[Referring expression data]
▬▬▬
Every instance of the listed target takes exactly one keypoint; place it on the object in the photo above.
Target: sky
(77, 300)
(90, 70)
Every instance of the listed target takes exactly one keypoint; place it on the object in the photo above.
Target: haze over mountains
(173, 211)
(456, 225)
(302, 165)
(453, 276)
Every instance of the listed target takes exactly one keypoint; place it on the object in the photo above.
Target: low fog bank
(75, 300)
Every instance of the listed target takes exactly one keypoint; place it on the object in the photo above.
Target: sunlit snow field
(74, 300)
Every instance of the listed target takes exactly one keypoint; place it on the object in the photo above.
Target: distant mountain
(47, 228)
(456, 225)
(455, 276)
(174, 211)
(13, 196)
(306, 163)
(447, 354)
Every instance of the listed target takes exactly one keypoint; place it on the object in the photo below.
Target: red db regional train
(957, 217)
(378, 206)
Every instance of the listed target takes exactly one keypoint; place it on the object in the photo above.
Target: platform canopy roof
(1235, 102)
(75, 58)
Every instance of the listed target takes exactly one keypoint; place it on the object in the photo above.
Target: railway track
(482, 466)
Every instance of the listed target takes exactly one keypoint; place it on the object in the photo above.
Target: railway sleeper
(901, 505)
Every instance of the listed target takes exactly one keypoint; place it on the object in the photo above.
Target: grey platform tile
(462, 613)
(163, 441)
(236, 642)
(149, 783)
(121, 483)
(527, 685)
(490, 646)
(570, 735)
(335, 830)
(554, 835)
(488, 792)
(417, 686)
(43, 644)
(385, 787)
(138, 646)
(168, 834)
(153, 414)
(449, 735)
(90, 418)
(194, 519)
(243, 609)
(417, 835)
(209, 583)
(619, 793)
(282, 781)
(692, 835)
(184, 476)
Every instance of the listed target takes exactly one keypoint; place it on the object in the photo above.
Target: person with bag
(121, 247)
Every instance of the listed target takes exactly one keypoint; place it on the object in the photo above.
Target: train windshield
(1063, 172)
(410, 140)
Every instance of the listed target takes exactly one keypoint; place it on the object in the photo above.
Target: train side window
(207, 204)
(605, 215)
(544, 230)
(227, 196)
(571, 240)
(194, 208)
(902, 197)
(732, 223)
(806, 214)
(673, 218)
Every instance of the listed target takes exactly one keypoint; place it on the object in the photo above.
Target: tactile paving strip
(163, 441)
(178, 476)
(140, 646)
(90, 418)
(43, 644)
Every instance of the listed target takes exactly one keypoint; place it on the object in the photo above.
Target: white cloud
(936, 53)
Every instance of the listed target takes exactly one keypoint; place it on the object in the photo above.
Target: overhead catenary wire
▬▬▬
Every word of the data above should be given again, exactly as it stands.

Expected answer:
Every instance of the listed target takes exactly one keypoint; place it on the object in the photo above.
Target: sky
(77, 300)
(90, 70)
Every instance of the listed target takes exactly one keypoint; place it on the object in the photo above.
Target: haze over mountains
(173, 211)
(456, 225)
(302, 165)
(453, 276)
Every instance of the listed target takes exactly one keypoint; place it on the object in the photo above.
Target: low fog bank
(75, 300)
Every instance of the listed target takes exactly one keypoint; place it on the object in the photo above.
Target: sunlit snow field
(74, 300)
Every instance of the listed target takes exactly one keypoint; place it on the object in the photo above.
Target: distant mountain
(47, 228)
(456, 225)
(455, 276)
(174, 211)
(13, 196)
(306, 163)
(447, 354)
Every instance of the listed target takes exactly one keypoint; place it on the object in the photo below.
Target: red db regional train
(957, 217)
(378, 206)
Every instance of the listed target takes exactly one keypoint; place it on the object in the photo above.
Target: platform canopy roof
(1235, 102)
(75, 58)
Every instance of the listed target takes exactly one keypoint; place it on the object in the photo above.
Target: railway track
(482, 466)
Every instance of the listed target takes exactly one keypoint; place it on the object in the photo above.
Target: railway sleeper
(901, 505)
Every instance of the listed target takes exactly one keypoint; place it on the object in the photo above.
Target: grey platform tile
(462, 613)
(163, 441)
(236, 642)
(149, 783)
(121, 483)
(527, 685)
(490, 646)
(570, 735)
(335, 830)
(554, 835)
(488, 792)
(417, 686)
(43, 644)
(385, 787)
(138, 646)
(168, 834)
(153, 414)
(449, 735)
(90, 418)
(194, 519)
(243, 609)
(417, 835)
(209, 583)
(619, 793)
(282, 781)
(692, 835)
(184, 476)
Every instance of the listed target takes exactly one keypoint; place it on the object in the photo above.
Target: person with bag
(121, 247)
Every instance of the listed target takes exactly one keypoint; place it on the object in the photo above.
Target: train windshield
(1063, 172)
(410, 140)
Every instance of the listed target takes exactly one keypoint; place it on the object in the photo above.
Target: train side window
(207, 204)
(605, 215)
(544, 230)
(227, 196)
(571, 240)
(194, 208)
(902, 197)
(732, 223)
(806, 214)
(673, 218)
Every instance of the listed target takes exactly one keypoint; place it on the object in the photo above.
Target: tactile paving strip
(163, 441)
(178, 476)
(140, 646)
(90, 418)
(43, 644)
Every instance of the listed target takes exactly one keypoint; place it on the object in the photo above.
Target: white cloud
(936, 53)
Every instance of the listed target takes exactly one keypoint; place it on the object in the photo above.
Target: overhead catenary wire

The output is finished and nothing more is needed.